Data for the task Start Marker

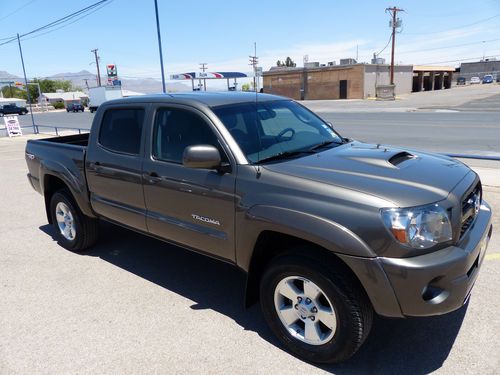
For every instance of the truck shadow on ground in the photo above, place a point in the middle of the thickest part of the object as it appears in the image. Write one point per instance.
(395, 346)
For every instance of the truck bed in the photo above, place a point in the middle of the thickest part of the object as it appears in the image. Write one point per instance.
(63, 157)
(76, 139)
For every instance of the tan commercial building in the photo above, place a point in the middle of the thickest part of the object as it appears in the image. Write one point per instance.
(428, 78)
(356, 81)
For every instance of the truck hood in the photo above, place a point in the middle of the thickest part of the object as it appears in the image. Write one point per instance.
(404, 177)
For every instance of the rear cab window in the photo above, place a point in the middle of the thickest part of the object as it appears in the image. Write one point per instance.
(121, 130)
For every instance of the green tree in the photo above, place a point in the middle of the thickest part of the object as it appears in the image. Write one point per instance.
(46, 85)
(290, 63)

Data for the task End Marker

Make an exact copy of every entry above, but keep the pictures out of it.

For every instance of the truck shadow on ground in the photo above, place a point in the middle of the thickest part of the object as it appears in the image. Write one point per instance.
(395, 346)
For every instance of the truck bed in the photo above, place a point in the middle of the thickest part of the object as it appears in the image. Write one point per instance.
(63, 157)
(76, 139)
For every instance of the tan commercial building in the photo above, place a point in the middle of the thickest part of the object as it appears in the image. Write one point per instance.
(428, 78)
(356, 81)
For every instance of the truck hood in the photo above, place a point in the middle of the thickest part of the object as it appears in the image. Write one point per instance.
(404, 177)
For every instance of the rear cab window in the photo above, place a point in the middle of the thickest part of the object as it appears in the image. Write one point per instance.
(121, 130)
For every instance of the green tree in the photo above, place a point in the middle of the thickest part of the object as it appears in the image. Write one point per instance.
(46, 85)
(290, 63)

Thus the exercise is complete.